#### TASK TO CARRY OUT
Write out every record below exactly as it appears.
+++ INPUT FOR THIS TASK
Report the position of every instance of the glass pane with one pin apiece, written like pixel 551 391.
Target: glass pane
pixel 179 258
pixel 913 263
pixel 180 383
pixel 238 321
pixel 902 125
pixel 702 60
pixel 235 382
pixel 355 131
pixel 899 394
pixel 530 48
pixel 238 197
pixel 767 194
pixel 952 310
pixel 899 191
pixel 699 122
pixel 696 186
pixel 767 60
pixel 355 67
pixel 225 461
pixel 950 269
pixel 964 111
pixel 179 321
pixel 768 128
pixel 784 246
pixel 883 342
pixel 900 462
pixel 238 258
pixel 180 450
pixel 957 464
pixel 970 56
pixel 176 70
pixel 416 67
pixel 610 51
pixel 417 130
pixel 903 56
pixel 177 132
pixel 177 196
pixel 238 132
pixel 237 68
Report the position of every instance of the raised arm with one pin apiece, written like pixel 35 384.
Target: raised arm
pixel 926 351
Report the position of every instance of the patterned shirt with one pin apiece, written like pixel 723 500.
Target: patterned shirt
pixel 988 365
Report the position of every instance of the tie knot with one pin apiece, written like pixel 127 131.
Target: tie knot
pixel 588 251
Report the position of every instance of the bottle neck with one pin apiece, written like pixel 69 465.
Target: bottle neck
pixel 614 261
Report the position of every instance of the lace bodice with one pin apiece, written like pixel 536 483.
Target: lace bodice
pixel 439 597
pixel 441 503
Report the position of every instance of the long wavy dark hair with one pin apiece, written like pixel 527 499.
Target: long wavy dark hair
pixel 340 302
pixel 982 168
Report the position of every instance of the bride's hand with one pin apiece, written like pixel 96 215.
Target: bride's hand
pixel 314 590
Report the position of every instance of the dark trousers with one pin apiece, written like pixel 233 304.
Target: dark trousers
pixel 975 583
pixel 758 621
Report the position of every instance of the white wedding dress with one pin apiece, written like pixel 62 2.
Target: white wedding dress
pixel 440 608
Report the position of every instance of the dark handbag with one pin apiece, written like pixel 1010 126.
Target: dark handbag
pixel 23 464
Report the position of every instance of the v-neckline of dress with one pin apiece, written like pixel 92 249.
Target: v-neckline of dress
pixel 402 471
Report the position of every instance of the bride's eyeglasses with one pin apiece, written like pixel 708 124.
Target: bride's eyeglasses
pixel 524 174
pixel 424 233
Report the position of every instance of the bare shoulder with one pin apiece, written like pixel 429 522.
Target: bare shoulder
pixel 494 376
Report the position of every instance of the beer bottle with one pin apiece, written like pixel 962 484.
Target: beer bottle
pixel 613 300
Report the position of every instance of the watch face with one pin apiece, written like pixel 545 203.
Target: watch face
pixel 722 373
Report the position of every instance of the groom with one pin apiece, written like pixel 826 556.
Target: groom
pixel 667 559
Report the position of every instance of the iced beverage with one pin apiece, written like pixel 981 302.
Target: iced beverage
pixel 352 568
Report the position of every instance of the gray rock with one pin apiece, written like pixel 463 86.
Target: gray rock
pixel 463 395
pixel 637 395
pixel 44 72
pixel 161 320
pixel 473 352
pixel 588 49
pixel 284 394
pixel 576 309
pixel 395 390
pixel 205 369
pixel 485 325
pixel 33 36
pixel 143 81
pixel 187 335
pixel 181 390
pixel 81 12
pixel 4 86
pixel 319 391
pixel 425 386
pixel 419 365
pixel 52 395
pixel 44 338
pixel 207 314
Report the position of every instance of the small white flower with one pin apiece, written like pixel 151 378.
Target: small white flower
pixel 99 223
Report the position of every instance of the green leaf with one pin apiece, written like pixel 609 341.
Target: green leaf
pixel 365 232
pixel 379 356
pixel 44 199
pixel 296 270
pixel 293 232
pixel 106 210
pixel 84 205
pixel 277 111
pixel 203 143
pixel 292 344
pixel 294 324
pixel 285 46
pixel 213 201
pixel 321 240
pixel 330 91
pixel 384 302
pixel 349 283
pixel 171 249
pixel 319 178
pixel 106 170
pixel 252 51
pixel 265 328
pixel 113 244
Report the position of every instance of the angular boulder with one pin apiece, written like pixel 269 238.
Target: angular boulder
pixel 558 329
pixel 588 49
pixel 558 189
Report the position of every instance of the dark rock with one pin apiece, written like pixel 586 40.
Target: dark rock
++++++
#### OUTPUT FOR THIS EXERCISE
Report the position of every instance of the glass pane with one pin apiece, written like pixel 551 391.
Target: glass pane
pixel 179 258
pixel 913 263
pixel 180 383
pixel 238 321
pixel 902 125
pixel 702 60
pixel 235 382
pixel 355 131
pixel 899 394
pixel 530 48
pixel 238 197
pixel 767 194
pixel 952 310
pixel 899 191
pixel 699 122
pixel 696 186
pixel 767 60
pixel 355 67
pixel 225 461
pixel 950 269
pixel 964 111
pixel 179 321
pixel 768 128
pixel 784 246
pixel 883 342
pixel 900 462
pixel 238 258
pixel 180 450
pixel 957 464
pixel 970 56
pixel 176 70
pixel 416 67
pixel 610 51
pixel 417 130
pixel 903 56
pixel 177 132
pixel 177 196
pixel 238 132
pixel 237 68
Report the position of every instance of the raised arm with one pin apiece, written like pixel 35 384.
Target: raised arm
pixel 926 351
Report the position of every instance of the patterned shirt with one pin apiece, written like pixel 723 500.
Target: patterned shirt
pixel 988 365
Report the position of every instance of the tie knot with one pin apiece, written like pixel 127 131.
Target: tie knot
pixel 588 251
Report the position of every instance of the bottle neck with one pin apiece, written like pixel 69 465.
Target: bottle neck
pixel 614 261
Report the position of every instance of the lace bodice with one pin apiece, written like pixel 536 483.
Target: lace bodice
pixel 439 597
pixel 441 503
Report the position of every instance of the long wavy dark hair with one pin apiece, written like pixel 527 499.
Target: long wavy dark hair
pixel 340 302
pixel 982 168
Report the position of every instance of the bride's hand with one pin apiece, written like pixel 96 215.
Target: bride's hand
pixel 314 590
Report the position of every instance of the dark trousers with one pin apiece, written like pixel 233 304.
Target: dark trousers
pixel 975 583
pixel 758 621
Report the position of every instance of the white wedding dress with one pin apiece, written like pixel 62 2.
Target: white wedding dress
pixel 440 608
Report the position of every instance of the dark handbag with one pin apiece, written like pixel 1010 126.
Target: dark handbag
pixel 23 464
Report the position of every instance of the v-neckline of dress with one pin apiece, written like pixel 92 249.
Target: v-neckline of dress
pixel 402 471
Report the position of every instance of the bride's eyeglasses with one pin apiece, written like pixel 708 124.
Target: bride's eyeglasses
pixel 524 174
pixel 424 233
Report the position of every instance of the bare shoulder with one pin apiece, written like pixel 429 522.
Target: bare shoulder
pixel 494 376
Report the position of every instance of the beer bottle with one pin apiece, written like pixel 962 484.
Target: beer bottle
pixel 613 300
Report the position of every instance of the watch face with one pin apiece, written like pixel 545 203.
Target: watch face
pixel 722 373
Report the position of every instance of the groom with one pin apiece, written like pixel 826 556.
Target: groom
pixel 667 559
Report the position of every instance of the iced beverage with one pin apiece, written like pixel 981 302.
Target: iced beverage
pixel 352 568
Report the position of every instance of the gray rock with one pin apiece, written like pixel 463 86.
Target: gray rock
pixel 463 395
pixel 637 395
pixel 44 72
pixel 161 320
pixel 473 352
pixel 588 49
pixel 284 394
pixel 576 309
pixel 395 390
pixel 205 369
pixel 485 325
pixel 33 36
pixel 143 81
pixel 187 335
pixel 181 390
pixel 81 12
pixel 4 86
pixel 319 391
pixel 425 386
pixel 419 365
pixel 52 395
pixel 44 338
pixel 207 314
Report the position of every instance of the small white flower with one pin apiece, written like pixel 151 378.
Target: small white flower
pixel 99 223
Report the position of every instance of the green leaf with one pin apiece, written like pixel 609 341.
Target: green leaf
pixel 365 232
pixel 379 356
pixel 44 199
pixel 296 270
pixel 293 232
pixel 106 210
pixel 84 205
pixel 277 111
pixel 203 143
pixel 292 344
pixel 294 324
pixel 285 46
pixel 213 201
pixel 321 240
pixel 330 91
pixel 384 302
pixel 349 283
pixel 171 249
pixel 319 178
pixel 106 170
pixel 252 51
pixel 265 328
pixel 113 244
Report the position of every instance of the angular boulder with one pin apiece, written like pixel 269 238.
Target: angular boulder
pixel 558 329
pixel 588 49
pixel 558 189
Report the position of every instance of the dark rock with one pin apiece, written like pixel 586 40.
Target: dark rock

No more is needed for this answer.